Object detection data:

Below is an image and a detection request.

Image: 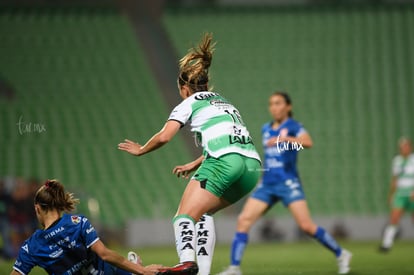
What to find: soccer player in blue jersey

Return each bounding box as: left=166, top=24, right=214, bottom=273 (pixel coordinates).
left=11, top=180, right=161, bottom=275
left=220, top=92, right=352, bottom=275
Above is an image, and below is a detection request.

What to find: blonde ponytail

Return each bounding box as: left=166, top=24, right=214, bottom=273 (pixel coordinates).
left=178, top=33, right=216, bottom=92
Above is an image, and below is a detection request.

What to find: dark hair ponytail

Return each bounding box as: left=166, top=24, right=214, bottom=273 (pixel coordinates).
left=34, top=180, right=79, bottom=215
left=271, top=91, right=293, bottom=117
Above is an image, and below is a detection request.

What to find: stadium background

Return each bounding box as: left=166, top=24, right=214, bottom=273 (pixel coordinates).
left=0, top=0, right=414, bottom=270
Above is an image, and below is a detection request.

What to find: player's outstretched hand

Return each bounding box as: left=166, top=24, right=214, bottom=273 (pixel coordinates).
left=144, top=264, right=164, bottom=275
left=118, top=139, right=142, bottom=156
left=173, top=162, right=197, bottom=179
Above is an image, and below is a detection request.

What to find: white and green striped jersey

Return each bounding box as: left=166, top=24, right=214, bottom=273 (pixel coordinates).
left=168, top=91, right=260, bottom=161
left=392, top=154, right=414, bottom=188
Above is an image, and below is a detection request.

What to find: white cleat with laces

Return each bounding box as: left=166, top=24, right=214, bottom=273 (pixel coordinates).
left=217, top=265, right=242, bottom=275
left=337, top=249, right=352, bottom=274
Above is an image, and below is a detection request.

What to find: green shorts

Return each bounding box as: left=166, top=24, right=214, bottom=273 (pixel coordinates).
left=392, top=189, right=414, bottom=212
left=193, top=153, right=260, bottom=203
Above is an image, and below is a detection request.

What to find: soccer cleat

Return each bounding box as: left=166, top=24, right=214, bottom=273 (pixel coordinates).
left=337, top=249, right=352, bottom=274
left=128, top=251, right=142, bottom=264
left=156, top=262, right=198, bottom=275
left=217, top=265, right=242, bottom=275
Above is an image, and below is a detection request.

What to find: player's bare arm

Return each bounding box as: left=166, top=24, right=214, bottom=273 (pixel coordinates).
left=118, top=120, right=181, bottom=156
left=173, top=156, right=204, bottom=179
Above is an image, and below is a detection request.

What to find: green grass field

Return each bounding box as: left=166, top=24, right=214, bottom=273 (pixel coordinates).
left=0, top=241, right=414, bottom=275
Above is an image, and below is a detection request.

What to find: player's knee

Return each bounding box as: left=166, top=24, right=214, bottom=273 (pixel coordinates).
left=298, top=221, right=316, bottom=235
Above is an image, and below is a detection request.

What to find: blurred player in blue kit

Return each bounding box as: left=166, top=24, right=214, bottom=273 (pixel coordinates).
left=220, top=92, right=352, bottom=275
left=11, top=180, right=161, bottom=275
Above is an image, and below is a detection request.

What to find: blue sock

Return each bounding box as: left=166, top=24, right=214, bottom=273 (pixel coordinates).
left=313, top=226, right=342, bottom=257
left=231, top=232, right=249, bottom=265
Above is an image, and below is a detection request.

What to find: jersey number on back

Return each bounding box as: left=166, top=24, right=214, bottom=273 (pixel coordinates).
left=224, top=109, right=244, bottom=126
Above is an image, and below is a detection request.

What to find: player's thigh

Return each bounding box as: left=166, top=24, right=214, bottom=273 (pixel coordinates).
left=288, top=200, right=317, bottom=234
left=222, top=155, right=261, bottom=203
left=177, top=179, right=230, bottom=221
left=390, top=207, right=404, bottom=224
left=237, top=197, right=270, bottom=233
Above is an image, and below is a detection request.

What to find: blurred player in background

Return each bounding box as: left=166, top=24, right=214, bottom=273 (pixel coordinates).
left=118, top=34, right=260, bottom=275
left=220, top=92, right=352, bottom=275
left=380, top=137, right=414, bottom=252
left=11, top=180, right=161, bottom=275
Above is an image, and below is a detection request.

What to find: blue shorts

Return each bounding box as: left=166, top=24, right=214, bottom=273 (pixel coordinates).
left=251, top=179, right=305, bottom=207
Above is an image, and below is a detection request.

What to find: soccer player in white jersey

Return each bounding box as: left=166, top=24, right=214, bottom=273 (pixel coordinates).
left=380, top=137, right=414, bottom=252
left=118, top=34, right=261, bottom=275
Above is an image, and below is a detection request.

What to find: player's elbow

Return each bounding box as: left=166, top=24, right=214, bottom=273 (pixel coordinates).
left=158, top=132, right=172, bottom=144
left=98, top=248, right=112, bottom=263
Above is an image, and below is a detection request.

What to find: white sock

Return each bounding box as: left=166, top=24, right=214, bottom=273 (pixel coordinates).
left=382, top=224, right=397, bottom=248
left=196, top=214, right=216, bottom=275
left=174, top=215, right=196, bottom=263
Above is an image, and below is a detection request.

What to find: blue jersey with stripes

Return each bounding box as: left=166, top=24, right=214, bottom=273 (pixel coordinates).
left=13, top=214, right=99, bottom=275
left=262, top=118, right=306, bottom=185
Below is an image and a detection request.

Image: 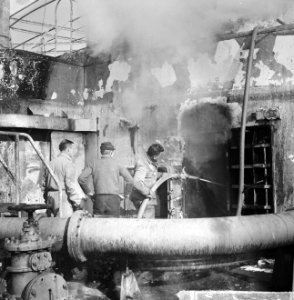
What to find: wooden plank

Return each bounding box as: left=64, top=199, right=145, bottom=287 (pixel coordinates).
left=177, top=291, right=293, bottom=300
left=0, top=114, right=97, bottom=132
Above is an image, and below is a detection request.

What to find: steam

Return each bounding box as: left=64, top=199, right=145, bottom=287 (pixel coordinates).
left=79, top=0, right=293, bottom=56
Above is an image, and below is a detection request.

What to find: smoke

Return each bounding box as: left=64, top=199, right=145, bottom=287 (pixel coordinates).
left=79, top=0, right=293, bottom=57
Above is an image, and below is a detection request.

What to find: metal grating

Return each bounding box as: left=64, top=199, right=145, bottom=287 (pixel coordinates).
left=229, top=126, right=274, bottom=215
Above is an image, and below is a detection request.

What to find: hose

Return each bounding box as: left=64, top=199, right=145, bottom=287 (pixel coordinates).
left=137, top=173, right=180, bottom=219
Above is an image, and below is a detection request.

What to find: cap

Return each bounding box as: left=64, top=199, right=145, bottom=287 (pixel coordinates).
left=100, top=142, right=115, bottom=151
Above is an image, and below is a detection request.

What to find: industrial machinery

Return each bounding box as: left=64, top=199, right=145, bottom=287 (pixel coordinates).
left=4, top=204, right=68, bottom=300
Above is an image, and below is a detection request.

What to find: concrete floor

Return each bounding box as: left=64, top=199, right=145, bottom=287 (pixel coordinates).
left=136, top=260, right=272, bottom=300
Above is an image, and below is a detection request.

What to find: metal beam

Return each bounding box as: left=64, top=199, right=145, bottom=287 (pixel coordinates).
left=10, top=0, right=56, bottom=27
left=218, top=23, right=294, bottom=41
left=10, top=0, right=39, bottom=19
left=11, top=27, right=77, bottom=41
left=10, top=18, right=82, bottom=33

> _Task goal_
Put the lines running from the start of the rows through the line that contains "left=0, top=0, right=414, bottom=270" into a JSON list of strings, one string per line, with blank lines left out. Leave the pictures out of the answer.

> _Task result_
[
  "Below is an image and a detection request.",
  "Image: ",
  "What to find: soccer player in blue jersey",
  "Return each bounding box as: left=166, top=24, right=214, bottom=273 (pixel coordinates).",
  "left=11, top=180, right=161, bottom=275",
  "left=220, top=92, right=352, bottom=275",
  "Above is an image, and below is a detection request.",
  "What to find: blonde ponytail",
  "Return each bounding box as: left=166, top=24, right=214, bottom=273 (pixel coordinates).",
  "left=178, top=33, right=216, bottom=92",
  "Above is an image, and below is a detection request.",
  "What to find: dark hair ponytail",
  "Return each bounding box as: left=166, top=24, right=214, bottom=273 (pixel coordinates).",
  "left=34, top=180, right=79, bottom=215",
  "left=271, top=91, right=293, bottom=117",
  "Above is an image, and below is a detection request.",
  "What to find: stadium background",
  "Return each bounding box as: left=166, top=24, right=214, bottom=273 (pixel coordinates).",
  "left=0, top=0, right=414, bottom=270"
]